### Text provided
--
On 27/10/17 09:16, Dongli Zhang wrote:
> Hi Boris,
> 
> On 10/25/2017 11:12 PM, Boris Ostrovsky wrote:
>> On 10/25/2017 02:45 AM, Dongli Zhang wrote:
>>> After guest live migration on xen, steal time in /proc/stat
>>> (cpustat[CPUTIME_STEAL]) might decrease because steal returned by
>>> xen_steal_lock() might be less than this_rq()->prev_steal_time which is
>>> derived from previous return value of xen_steal_clock().
>>>
>>> For instance, steal time of each vcpu is 335 before live migration.
>>>
>>> cpu  198 0 368 200064 1962 0 0 1340 0 0
>>> cpu0 38 0 81 50063 492 0 0 335 0 0
>>> cpu1 65 0 97 49763 634 0 0 335 0 0
>>> cpu2 38 0 81 50098 462 0 0 335 0 0
>>> cpu3 56 0 107 50138 374 0 0 335 0 0
>>>
>>> After live migration, steal time is reduced to 312.
--
### Extracted information
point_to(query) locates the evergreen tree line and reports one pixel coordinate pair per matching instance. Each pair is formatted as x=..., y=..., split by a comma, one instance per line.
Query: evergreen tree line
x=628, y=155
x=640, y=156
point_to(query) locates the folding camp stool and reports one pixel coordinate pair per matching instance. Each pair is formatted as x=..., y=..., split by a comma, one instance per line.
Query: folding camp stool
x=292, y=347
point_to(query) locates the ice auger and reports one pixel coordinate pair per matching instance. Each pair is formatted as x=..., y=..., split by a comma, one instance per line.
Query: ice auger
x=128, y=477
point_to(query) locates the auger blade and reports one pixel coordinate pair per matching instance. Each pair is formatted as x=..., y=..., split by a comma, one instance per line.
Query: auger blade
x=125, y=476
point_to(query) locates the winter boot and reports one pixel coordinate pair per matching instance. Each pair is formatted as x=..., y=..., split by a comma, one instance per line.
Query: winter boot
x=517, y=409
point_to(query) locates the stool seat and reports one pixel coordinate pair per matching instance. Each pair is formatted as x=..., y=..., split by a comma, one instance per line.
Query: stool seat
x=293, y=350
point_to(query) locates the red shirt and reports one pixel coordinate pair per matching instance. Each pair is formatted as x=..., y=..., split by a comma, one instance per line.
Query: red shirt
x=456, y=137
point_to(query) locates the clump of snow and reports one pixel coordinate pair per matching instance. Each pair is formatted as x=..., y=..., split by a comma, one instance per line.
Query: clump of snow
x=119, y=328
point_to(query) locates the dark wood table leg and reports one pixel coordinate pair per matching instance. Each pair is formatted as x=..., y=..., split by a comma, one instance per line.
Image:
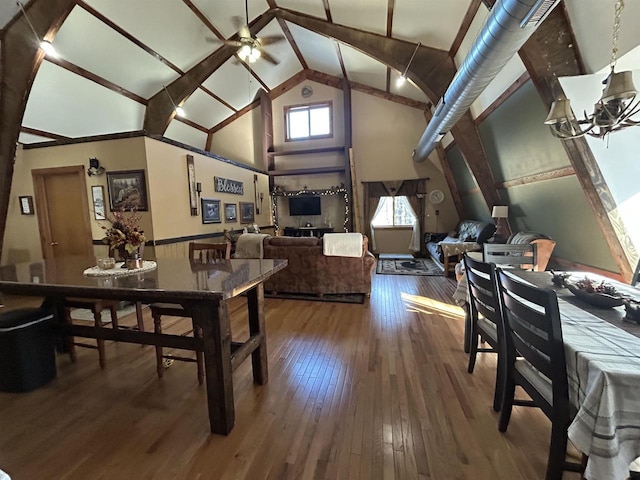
--
### Short exercise 1
Answer these questions from the Xen steal time thread:
(a) Who wrote the message dated 10/25/2017 at 02:45 AM?
(b) What is the steal time of each vcpu before live migration?
(c) What does the steal time drop to after live migration?
### Short exercise 2
In the Xen steal time thread, list the labels of the per-vcpu rows in the /proc/stat output.
### Short exercise 3
Continue the Xen steal time thread from its last line.

### Right answer 1
(a) Dongli Zhang
(b) 335
(c) 312

### Right answer 2
cpu0, cpu1, cpu2, cpu3

### Right answer 3
>>>
>>> cpu  200 0 370 200330 1971 0 0 1248 0 0
>>> cpu0 38 0 82 50123 500 0 0 312 0 0
>>> cpu1 65 0 97 49832 634 0 0 312 0 0
>>> cpu2 39 0 82 50167 462 0 0 312 0 0
>>> cpu3 56 0 107 50207 374 0 0 312 0 0
>>>
>>> Since runstate times are cumulative and cleared during xen live migration
>>> by xen hypervisor, the idea of this patch is to accumulate runstate times
>>> to global percpu variables before live migration suspend. Once guest VM is
>>> resumed, xen_get_runstate_snapshot_cpu() would always return the sum of new
>>> runstate times and previously accumulated times stored in global percpu
>>> variables.
>>>
>>> Similar and more severe issue would impact prior linux 4.8-4.10 as
>>> discussed by Michael Las at
>>> https://0xstubs.org/debugging-a-flaky-cpu-steal-time-counter-on-a-paravirtualized-xen-guest,
>>> which would overflow steal time and lead to 100% st usage in top command
>>> for linux 4.8-4.10. A backport of this patch would fix that issue.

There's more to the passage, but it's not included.